### ESTRATTO DEL TESTO
Le sinergie operative hanno consentito al Nucleo di polizia economico-finanziaria Torino e alla Compagnia Carabinieri di Venaria Reale di individuare sul territorio della città di Torino ed hinterland 5 opifici nascosti, dediti alla produzione illegale di sigarette, e 2 depositi per lo stoccaggio del materiale illecito.
La grande capacità produttiva degli stabilimenti clandestini è dimostrata dai quantitativi di materiali di contrabbando rinvenuti e sottoposti a sequestro: nel complesso più di 230 tonnellate di tabacco lavorato di provenienza extra Ue e circa 22 tonnellate di sigarette, in gran parte già confezionate in pacchetti con i marchi contraffatti di noti brand del settore.
In particolare, i siti produttivi (completi di linee con costosi macchinari, apparati e strumenti tecnologici) e i depositi sequestrati sono stati localizzati nell’area settentrionale del territorio del capoluogo piemontese, nei quartieri di Madonna di Campagna, Barca e Rebaudengo, olre che nei comuni di Caselle Torinese e Venaria Reale.
I siti erano mimetizzati in aree industriali per dissimulare una normale attività d’impresa, ma con l’adozione di molti accorgimenti per svolgere nel massimo riserbo l’illecita produzione di sigarette che avveniva al loro interno.
I militari hanno rilevato la presenza di sofisticate linee produttive, perfettamente funzionanti, con processi automatizzati ad alta velocità per l’assemblaggio delle sigarette e il confezionamento finale dei pacchetti, partendo dal tabacco trinciato e dal materiale accessorio necessario (filtri, cartine, cartoncini per il packaging, ecc.), anch’esso riportante il marchio contraffatto di noti produttori internazionali autorizzati e presente in grandissime quantità presso i siti (sono stati infatti rinvenuti circa 538 milioni di componenti per la realizzazione e il confezionamento delle sigarette recanti marchi contraffatti).
Gli impianti venivano alimentati con gruppi elettrogeni, allo scopo di non rendere rilevabile, dai picchi di consumo dell’energia elettrica, la presenza di macchinari funzionanti a pieno ritmo.
Le finestre che davano verso l’esterno erano state oscurate mentre negli ambienti più interni, illuminati solo artificialmente, erano stati allestiti alloggiamenti per il personale addetto, proveniente da Paesi dell’Est europeo e impiegato in condizioni di sfruttamento e in spregio alle norme di sicurezza.

### ESERCIZI DA SVOLGERE
**a)** Trascrivi il brano sulle fabbriche clandestine di sigarette tra "La grande capacità" e "brand del settore.", estremi inclusi.
**b)** In base al brano sulle fabbriche clandestine di sigarette, spiega in una-tre frasi perché gli impianti venivano alimentati con gruppi elettrogeni.
**c)** Riprendi il brano sulle fabbriche clandestine di sigarette e prosegui dopo l'ultima frase riportata.
Le voci riportate qui di seguito provengono da un'altra fonte.

### VOCI DEI DATI
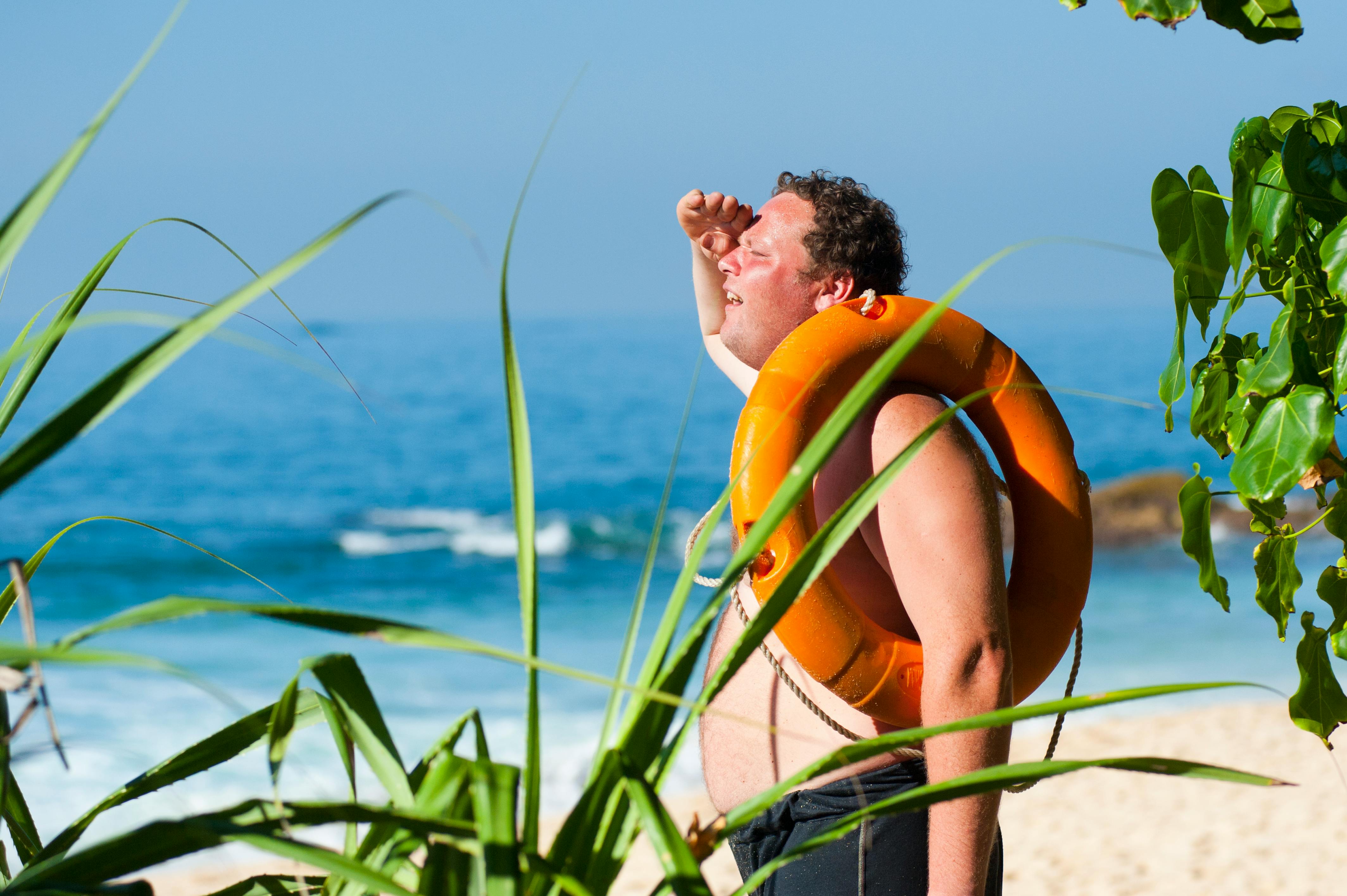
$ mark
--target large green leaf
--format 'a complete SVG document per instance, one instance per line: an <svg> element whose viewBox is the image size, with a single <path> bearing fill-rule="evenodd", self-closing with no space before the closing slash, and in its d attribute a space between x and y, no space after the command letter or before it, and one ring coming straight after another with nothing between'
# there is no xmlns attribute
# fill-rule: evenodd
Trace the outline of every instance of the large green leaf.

### RISPOSTE PER ESERCIZIO
**a)**
La grande capacità produttiva degli stabilimenti clandestini è dimostrata dai quantitativi di materiali di contrabbando rinvenuti e sottoposti a sequestro: nel complesso più di 230 tonnellate di tabacco lavorato di provenienza extra Ue e circa 22 tonnellate di sigarette, in gran parte già confezionate in pacchetti con i marchi contraffatti di noti brand del settore.

**b)** Gli impianti venivano alimentati con gruppi elettrogeni perché i picchi di consumo dell'energia elettrica non rivelassero la presenza di macchinari funzionanti a pieno ritmo.

**c)**
Si trattava, in tutta evidenza, di un ambiente lavorativo degradante e vessatorio: i lavoratori venivano di fatto rinchiusi nelle fabbriche senza poter avere alcun contatto con l’esterno e costretti a turni massacranti, senza possibilità di riposo e deprivati di ogni forma di tutela.
Dalle perizie disposte su alcune delle linee di assemblaggio e confezionamento dei pacchetti di sigarette è emersa l’intensa attività produttiva realizzata durante il periodo di operatività clandestina. È stato stimato, infatti, che ognuna di esse abbia potuto agevolmente produrre 48 mila pacchetti di sigarette al giorno, da cui un volume immesso sul mercato illegale valutabile (in via del tutto prudenziale) in almeno 35 milioni di pacchetti (corrispondenti a 700 tonnellate di prodotto). Un quantitativo, questo, che può aver fruttato agli organizzatori dell’illecito traffico guadagni stimati in non meno di € 175 milioni. Ciò con una correlativa evasione di accisa sui tabacchi quantificabile in € 112 milioni circa, oltre a IVA per € 28 milioni.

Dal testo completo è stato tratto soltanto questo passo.